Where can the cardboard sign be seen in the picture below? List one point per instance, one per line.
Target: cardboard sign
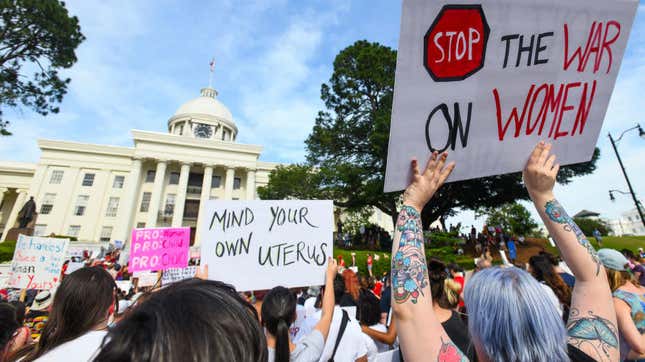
(37, 262)
(257, 245)
(487, 82)
(176, 274)
(159, 248)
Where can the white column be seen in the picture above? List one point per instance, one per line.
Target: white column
══════════════════════════════
▶ WHAT THIS TASK INVOLVES
Transcribe the records word for word and include no pictures.

▶ RESULT OF THIS EXERCISE
Where can the cardboard sign be seen in the picture below? List one point per instance, one per line.
Target: cardboard sign
(37, 262)
(257, 245)
(487, 82)
(176, 274)
(159, 248)
Where can the white column be seen in the picture above? List one point per instance, one per line.
Target: white column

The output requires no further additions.